**Stated goal:** Keep writing the piece on John Singer Sargent's painting Madame X, starting right after its last sentence.
======== Extract
Madame X or Portrait of Madame X is a portrait painting by John Singer Sargent of a young socialite, Virginie Amélie Avegno Gautreau, wife of the French banker Pierre Gautreau. Madame X was painted not as a commission, but at the request of Sargent. It is a study in opposition. Sargent shows a woman posing in a black satin dress with jeweled straps, a dress that reveals and hides at the same time. The portrait is characterized by the pale flesh tone of the subject contrasted against a dark-colored dress and background.

The scandal resulting from the painting's controversial reception at the Paris Salon of 1884 amounted to a temporary set-back to Sargent while in France, though it may have helped him later establish a successful career in Britain and America.

Background
The model was an American expatriate who married a French banker, and became notorious in Parisian high society for her beauty and rumored infidelities. She wore lavender powder and prided herself on her appearance. She was referred to as a "professional beauty" – an English-language term for a woman who uses personal skills to advance herself socially. Her unconventional beauty made her an object of fascination for artists; the American painter Edward Simmons claimed that he "could not stop stalking her as one does a deer." Sargent was also impressed, and anticipated that a portrait of Gautreau would garner much attention at the upcoming Paris Salon, and increase interest in portrait commissions. He wrote to a friend:
"I have a great desire to paint her portrait and have reason to think she would allow it and is waiting for someone to propose this homage to her beauty. If you are 'bien avec elle' and will see her in Paris, you might tell her I am a man of prodigious talent."
================
======== Provided records
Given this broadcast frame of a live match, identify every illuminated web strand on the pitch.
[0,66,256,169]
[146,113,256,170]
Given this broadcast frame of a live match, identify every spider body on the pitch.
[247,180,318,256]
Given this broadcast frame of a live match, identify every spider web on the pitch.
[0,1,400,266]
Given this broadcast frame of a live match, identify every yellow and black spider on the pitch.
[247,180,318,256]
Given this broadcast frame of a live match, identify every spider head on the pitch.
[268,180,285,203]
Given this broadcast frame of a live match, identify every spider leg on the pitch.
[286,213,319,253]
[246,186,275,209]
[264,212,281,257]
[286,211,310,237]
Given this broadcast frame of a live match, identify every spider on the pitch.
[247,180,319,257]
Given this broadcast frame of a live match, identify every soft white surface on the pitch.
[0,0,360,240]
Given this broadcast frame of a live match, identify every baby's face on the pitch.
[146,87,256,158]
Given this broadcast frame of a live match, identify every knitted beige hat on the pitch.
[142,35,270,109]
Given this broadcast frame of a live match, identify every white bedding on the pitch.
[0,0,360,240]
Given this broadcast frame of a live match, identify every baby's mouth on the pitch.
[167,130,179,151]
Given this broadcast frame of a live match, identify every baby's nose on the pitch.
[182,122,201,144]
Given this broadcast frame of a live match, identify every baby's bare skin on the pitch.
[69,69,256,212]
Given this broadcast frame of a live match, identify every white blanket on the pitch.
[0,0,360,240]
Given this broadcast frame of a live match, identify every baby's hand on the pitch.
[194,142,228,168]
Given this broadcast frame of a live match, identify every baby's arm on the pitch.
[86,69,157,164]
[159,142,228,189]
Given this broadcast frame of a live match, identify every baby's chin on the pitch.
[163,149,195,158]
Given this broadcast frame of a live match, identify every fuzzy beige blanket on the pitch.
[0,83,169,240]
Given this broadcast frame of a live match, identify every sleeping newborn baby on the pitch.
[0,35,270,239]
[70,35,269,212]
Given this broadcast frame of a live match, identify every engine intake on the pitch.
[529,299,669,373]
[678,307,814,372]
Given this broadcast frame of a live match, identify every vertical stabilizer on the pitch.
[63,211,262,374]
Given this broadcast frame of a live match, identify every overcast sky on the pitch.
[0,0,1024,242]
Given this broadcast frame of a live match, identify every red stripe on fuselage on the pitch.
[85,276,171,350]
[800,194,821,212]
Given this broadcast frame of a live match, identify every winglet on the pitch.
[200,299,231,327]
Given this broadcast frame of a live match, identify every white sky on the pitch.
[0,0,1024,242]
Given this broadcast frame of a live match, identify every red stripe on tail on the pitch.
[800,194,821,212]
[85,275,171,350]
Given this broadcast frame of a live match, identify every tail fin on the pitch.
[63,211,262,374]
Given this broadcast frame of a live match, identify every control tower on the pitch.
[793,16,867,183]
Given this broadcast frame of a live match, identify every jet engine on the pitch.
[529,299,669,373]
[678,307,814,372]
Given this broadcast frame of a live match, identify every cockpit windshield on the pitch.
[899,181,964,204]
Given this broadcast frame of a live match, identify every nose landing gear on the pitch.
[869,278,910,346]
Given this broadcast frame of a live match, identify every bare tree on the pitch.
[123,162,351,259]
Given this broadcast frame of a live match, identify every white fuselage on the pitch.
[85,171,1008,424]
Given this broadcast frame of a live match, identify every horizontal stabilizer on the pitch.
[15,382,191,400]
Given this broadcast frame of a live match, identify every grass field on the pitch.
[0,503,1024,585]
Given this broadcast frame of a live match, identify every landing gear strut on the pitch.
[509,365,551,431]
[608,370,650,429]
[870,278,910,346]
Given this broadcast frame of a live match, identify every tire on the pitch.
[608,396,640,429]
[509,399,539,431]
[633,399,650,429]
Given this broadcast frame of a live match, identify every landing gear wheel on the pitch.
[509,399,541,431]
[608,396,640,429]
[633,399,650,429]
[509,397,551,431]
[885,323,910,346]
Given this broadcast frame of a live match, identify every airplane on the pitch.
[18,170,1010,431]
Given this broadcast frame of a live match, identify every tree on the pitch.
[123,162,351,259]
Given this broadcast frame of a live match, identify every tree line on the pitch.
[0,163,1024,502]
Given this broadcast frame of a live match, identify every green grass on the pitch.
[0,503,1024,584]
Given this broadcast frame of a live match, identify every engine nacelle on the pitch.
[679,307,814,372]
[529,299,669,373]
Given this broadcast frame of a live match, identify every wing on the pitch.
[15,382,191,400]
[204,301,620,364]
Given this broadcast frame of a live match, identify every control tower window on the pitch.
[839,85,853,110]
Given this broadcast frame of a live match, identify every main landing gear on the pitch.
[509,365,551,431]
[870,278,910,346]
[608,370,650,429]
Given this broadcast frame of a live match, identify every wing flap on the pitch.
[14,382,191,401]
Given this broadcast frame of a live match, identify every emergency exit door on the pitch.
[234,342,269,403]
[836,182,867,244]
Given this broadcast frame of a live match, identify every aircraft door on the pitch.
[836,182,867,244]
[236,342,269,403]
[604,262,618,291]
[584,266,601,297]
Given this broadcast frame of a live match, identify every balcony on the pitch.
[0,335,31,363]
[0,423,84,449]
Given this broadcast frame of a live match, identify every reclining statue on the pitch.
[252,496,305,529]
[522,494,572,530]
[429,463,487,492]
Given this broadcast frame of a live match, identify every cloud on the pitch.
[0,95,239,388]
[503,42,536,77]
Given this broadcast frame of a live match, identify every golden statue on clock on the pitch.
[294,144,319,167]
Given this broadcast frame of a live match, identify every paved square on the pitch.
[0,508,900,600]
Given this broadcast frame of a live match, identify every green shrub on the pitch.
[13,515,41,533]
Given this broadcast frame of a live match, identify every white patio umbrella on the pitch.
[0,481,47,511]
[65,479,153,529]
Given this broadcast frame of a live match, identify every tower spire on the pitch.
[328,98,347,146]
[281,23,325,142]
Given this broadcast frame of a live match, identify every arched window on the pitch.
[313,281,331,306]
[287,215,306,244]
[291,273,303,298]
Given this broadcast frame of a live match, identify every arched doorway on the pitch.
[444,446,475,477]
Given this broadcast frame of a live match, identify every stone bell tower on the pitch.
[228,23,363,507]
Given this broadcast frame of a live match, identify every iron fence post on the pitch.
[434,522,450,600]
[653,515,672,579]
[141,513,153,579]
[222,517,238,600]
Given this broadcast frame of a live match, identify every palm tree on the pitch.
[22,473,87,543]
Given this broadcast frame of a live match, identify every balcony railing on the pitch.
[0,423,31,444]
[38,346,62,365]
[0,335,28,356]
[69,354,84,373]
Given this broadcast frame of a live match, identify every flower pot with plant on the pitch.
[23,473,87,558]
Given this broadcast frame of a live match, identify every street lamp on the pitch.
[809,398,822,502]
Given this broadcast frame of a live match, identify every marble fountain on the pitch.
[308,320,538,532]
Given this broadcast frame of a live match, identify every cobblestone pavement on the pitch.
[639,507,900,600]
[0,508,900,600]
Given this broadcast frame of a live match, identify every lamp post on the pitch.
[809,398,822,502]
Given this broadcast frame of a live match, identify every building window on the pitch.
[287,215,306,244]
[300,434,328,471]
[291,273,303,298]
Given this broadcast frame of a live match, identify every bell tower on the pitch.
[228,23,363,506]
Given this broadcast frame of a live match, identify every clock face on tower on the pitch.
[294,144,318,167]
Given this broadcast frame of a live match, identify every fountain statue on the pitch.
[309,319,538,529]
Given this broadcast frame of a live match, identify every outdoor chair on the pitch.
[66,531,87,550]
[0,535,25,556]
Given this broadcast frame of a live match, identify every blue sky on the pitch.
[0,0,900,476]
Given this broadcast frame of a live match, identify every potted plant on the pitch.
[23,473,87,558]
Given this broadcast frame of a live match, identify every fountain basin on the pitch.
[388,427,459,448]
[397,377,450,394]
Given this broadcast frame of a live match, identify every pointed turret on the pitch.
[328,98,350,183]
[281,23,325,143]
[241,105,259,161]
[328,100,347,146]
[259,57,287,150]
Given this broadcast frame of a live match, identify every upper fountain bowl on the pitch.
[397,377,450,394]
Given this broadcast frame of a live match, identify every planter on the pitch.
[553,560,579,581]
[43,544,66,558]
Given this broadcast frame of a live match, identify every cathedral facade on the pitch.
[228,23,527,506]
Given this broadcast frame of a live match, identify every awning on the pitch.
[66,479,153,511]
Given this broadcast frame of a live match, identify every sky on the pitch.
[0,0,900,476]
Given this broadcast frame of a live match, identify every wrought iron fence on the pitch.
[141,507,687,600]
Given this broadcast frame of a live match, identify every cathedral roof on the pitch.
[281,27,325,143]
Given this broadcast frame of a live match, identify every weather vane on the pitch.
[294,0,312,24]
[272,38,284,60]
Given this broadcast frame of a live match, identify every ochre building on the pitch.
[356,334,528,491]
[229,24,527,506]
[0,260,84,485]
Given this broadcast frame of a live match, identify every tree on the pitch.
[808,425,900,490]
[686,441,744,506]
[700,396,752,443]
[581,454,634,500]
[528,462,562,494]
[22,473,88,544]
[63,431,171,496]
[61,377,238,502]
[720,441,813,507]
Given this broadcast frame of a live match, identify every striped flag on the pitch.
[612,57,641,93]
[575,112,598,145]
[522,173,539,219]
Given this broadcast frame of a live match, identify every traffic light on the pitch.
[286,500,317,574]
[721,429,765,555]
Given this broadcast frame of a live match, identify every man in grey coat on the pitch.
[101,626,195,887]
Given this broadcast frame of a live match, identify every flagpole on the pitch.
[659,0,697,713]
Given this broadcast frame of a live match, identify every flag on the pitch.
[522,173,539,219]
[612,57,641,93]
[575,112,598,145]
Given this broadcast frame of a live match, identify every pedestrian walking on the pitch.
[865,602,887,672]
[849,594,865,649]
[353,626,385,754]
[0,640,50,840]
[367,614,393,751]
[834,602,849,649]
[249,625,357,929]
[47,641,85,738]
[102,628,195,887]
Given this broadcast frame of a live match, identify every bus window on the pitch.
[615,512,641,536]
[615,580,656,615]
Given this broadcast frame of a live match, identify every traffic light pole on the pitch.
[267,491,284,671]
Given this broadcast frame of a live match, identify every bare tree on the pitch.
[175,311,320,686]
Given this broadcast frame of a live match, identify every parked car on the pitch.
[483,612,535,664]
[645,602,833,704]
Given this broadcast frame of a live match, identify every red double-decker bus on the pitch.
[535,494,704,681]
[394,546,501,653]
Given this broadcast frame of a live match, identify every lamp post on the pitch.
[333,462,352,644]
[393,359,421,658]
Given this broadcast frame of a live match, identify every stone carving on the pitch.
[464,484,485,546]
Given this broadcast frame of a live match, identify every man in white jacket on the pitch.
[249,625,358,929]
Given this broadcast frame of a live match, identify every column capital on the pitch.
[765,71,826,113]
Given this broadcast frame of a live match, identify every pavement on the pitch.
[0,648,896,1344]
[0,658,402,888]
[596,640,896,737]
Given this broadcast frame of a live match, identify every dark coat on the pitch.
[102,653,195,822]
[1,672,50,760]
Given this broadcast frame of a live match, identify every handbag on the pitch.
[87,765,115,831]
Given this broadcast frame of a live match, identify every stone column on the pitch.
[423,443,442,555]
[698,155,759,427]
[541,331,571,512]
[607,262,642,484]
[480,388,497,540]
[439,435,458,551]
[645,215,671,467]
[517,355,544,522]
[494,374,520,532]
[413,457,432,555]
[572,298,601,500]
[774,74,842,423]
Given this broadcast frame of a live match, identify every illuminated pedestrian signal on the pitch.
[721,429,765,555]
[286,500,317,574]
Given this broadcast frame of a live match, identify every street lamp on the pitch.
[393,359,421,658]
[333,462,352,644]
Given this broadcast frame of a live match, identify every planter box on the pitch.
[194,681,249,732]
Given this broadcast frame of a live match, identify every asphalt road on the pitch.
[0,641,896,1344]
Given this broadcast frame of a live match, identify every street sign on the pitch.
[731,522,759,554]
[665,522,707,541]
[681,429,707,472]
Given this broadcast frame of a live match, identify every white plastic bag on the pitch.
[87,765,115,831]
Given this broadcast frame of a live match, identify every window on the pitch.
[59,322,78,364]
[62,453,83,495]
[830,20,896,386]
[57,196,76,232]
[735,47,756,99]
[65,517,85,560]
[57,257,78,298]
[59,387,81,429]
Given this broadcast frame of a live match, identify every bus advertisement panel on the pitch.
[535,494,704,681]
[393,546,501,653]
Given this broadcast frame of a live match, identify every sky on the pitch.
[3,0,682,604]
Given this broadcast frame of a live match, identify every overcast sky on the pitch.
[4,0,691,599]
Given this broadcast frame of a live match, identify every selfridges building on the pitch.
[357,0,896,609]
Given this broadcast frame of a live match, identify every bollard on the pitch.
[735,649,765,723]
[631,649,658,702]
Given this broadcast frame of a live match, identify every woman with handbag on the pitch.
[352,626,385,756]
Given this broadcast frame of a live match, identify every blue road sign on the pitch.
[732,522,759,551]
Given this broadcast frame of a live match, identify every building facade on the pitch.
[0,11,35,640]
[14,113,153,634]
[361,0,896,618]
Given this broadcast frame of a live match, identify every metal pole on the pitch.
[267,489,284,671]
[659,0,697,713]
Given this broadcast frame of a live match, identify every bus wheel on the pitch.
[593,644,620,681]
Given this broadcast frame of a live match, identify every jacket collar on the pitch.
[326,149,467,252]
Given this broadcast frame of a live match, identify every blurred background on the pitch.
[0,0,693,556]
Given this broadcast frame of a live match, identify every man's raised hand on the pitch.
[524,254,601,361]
================
**The output:**
Although she had refused numerous similar requests from artists, Gautreau accepted Sargent's offer in February 1883. Sargent was an expatriate like Gautreau, and their collaboration has been interpreted as motivated by a shared desire to attain high status in French society.

Studies

Little progress was made during the winter of 1883, as Gautreau was distracted by social engagements, and was not by nature inclined to the discipline of sitting for a portrait. At her suggestion, Sargent traveled to her estate in Brittany in June, where he commenced a series of preparatory works in pencil, watercolors, and oils. About thirty drawings resulted from these sessions, in which many poses were attempted. Like the eventual portrait, an oil sketch entitled Madame Gautreau Drinking a Toast (Isabella Stewart Gardner Museum), shows the subject's profile and bare arms against a dark background, but is of a more freely brushed and informal character.

Just as she had been in Paris, in the country Gautreau was bored by the process of sitting; here, too, there were social engagements, as well as the responsibilities of tending to her four-year-old daughter, her mother, house guests, and a full domestic staff. Sargent complained of "the unpaintable beauty and hopeless laziness of Madame Gautreau."

Execution
As in his previous entries to the Salon, The Daughters of Edward Darley Boit and El Jaleo, Sargent chose a canvas of dimensions large enough to ensure notice on the crowded Salon walls. The pose proved to be different from any of those tried in the preliminary works. It necessitated that Gautreau stand with her body facing the artist while her head was turned away, her right arm extended behind her for support, her hand on a low table; the result was to create tension in the neck and arm as well as to emphasize the subject's elegant contours. For painting the artificial tone of Gautreau's pale skin, Sargent used a palette composed of lead white, rose madder, vermilion, viridian, and bone black.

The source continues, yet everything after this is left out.